Given problem: Present the records below as a Markdown table with a Row column for the row number and a Record line column holding each line, skipping any blank lines.

···

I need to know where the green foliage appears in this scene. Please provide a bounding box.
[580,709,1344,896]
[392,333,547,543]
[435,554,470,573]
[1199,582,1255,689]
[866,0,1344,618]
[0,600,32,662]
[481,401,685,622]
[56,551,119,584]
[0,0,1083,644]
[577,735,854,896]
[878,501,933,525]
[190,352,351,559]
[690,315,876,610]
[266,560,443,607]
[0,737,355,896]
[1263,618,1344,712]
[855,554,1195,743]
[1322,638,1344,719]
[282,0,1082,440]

···

Exercise response:
| Row | Record line |
|---|---|
| 1 | I need to know where the green foliage appears in this scene. Please provide a bounding box. |
| 2 | [580,709,1344,896] |
| 3 | [392,333,547,543] |
| 4 | [435,554,470,573] |
| 5 | [1199,582,1255,689] |
| 6 | [866,0,1344,618] |
| 7 | [0,600,32,662] |
| 8 | [481,401,685,622] |
| 9 | [56,551,119,584] |
| 10 | [0,0,1083,644] |
| 11 | [577,735,854,896] |
| 12 | [878,501,933,525] |
| 13 | [190,352,351,559] |
| 14 | [690,315,876,610] |
| 15 | [266,560,443,607] |
| 16 | [0,737,355,896] |
| 17 | [1263,618,1344,712] |
| 18 | [855,554,1195,743] |
| 19 | [1322,638,1344,719] |
| 20 | [282,0,1082,440] |